-------- The data

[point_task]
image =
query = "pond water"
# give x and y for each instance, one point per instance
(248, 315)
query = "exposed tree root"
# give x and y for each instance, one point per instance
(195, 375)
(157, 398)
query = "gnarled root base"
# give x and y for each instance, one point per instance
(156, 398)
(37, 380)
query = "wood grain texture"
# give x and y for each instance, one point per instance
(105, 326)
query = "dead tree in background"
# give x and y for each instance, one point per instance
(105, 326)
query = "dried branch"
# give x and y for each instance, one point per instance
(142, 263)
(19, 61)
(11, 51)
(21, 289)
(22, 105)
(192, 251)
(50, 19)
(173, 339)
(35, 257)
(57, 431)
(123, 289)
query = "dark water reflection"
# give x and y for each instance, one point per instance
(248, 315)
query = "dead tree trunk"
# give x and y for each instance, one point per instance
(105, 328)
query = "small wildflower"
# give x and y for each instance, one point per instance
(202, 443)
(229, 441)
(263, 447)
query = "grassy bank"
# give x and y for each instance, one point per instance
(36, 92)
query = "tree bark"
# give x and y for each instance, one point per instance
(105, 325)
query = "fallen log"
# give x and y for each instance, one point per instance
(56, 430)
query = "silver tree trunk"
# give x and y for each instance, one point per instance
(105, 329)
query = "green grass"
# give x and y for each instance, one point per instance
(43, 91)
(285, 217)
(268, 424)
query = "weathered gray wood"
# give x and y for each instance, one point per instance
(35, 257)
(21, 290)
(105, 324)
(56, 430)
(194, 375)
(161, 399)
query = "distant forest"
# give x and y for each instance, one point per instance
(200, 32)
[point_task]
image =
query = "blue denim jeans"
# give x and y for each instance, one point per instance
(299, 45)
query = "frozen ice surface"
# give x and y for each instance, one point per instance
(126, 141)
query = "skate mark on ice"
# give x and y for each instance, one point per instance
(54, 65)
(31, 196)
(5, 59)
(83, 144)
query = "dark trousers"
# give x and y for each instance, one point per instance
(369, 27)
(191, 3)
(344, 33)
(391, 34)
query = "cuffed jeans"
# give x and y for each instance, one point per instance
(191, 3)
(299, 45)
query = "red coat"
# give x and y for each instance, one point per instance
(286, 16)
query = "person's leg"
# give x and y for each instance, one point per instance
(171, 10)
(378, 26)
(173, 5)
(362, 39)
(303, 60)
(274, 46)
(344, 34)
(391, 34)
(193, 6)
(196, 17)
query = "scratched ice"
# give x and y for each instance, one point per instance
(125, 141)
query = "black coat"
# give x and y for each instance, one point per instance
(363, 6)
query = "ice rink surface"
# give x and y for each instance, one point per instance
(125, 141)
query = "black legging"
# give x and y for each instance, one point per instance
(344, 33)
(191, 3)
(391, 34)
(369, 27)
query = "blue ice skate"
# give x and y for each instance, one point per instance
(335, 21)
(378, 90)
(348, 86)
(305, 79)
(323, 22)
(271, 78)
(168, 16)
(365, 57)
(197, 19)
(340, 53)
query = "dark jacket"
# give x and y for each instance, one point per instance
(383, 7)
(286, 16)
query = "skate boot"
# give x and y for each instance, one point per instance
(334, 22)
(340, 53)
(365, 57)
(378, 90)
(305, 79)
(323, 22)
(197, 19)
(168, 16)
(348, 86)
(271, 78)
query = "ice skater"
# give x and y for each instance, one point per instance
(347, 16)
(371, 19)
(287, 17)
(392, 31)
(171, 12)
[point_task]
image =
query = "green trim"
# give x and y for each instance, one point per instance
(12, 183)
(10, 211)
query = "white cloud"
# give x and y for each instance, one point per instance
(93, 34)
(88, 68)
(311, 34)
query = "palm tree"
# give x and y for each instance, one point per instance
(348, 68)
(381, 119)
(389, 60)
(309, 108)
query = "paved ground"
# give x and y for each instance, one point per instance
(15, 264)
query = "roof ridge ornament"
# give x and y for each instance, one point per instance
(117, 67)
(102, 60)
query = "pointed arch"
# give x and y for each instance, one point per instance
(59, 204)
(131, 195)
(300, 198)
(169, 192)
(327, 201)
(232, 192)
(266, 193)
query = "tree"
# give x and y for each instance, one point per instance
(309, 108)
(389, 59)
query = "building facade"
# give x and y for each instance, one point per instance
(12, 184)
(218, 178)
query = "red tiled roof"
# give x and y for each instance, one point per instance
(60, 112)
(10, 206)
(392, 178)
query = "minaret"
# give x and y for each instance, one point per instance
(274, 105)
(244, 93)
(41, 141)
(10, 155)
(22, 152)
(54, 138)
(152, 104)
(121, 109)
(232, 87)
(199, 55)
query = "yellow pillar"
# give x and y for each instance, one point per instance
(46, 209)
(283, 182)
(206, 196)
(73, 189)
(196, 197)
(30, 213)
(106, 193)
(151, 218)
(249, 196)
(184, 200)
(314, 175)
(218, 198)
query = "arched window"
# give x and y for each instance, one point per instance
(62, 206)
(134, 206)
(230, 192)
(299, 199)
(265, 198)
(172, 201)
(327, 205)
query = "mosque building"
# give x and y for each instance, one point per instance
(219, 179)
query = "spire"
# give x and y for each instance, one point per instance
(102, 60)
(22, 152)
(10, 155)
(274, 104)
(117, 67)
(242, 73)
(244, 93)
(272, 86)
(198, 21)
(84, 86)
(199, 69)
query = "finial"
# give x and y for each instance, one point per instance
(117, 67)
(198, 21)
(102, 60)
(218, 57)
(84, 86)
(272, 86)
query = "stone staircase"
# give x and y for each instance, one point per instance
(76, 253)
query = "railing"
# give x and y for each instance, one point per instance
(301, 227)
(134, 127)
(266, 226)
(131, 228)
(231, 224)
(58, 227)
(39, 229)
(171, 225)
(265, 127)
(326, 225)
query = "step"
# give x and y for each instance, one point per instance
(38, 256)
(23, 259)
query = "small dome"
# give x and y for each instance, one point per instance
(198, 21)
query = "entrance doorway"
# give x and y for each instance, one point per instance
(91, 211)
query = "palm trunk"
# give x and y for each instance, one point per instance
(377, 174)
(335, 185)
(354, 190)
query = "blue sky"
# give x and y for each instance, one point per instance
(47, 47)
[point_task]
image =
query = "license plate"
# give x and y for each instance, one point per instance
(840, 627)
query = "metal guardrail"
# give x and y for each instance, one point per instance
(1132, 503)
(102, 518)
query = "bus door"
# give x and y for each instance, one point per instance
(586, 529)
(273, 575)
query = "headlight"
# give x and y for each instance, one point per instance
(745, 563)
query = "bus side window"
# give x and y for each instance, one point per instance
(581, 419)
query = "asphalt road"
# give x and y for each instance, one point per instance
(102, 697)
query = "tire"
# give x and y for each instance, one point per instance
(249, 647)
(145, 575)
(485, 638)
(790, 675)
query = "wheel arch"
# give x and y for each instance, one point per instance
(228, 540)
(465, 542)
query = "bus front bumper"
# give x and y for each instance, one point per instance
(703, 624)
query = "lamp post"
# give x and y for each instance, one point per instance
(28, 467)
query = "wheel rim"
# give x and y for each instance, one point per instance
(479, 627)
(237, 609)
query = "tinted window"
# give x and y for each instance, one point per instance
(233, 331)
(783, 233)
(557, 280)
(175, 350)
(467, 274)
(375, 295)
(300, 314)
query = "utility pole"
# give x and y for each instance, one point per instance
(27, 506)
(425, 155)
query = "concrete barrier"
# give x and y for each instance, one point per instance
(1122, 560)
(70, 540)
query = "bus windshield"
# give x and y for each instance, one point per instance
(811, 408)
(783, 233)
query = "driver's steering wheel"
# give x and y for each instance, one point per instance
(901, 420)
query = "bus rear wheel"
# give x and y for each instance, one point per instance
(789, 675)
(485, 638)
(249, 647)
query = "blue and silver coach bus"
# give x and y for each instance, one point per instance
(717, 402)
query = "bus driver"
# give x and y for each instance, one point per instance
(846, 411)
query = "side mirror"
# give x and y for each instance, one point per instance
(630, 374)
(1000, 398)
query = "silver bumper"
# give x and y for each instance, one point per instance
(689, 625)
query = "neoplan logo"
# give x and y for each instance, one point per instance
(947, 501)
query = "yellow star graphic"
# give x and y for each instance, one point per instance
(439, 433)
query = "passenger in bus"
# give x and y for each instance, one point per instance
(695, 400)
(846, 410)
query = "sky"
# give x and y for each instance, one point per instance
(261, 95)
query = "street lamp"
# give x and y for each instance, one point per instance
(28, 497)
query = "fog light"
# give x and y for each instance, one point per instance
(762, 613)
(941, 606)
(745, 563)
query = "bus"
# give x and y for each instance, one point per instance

----------------

Identify each line of the material above that contains the string "bumper", and copy those lines.

## Complete answer:
query = "bus front bumper"
query = "silver bumper"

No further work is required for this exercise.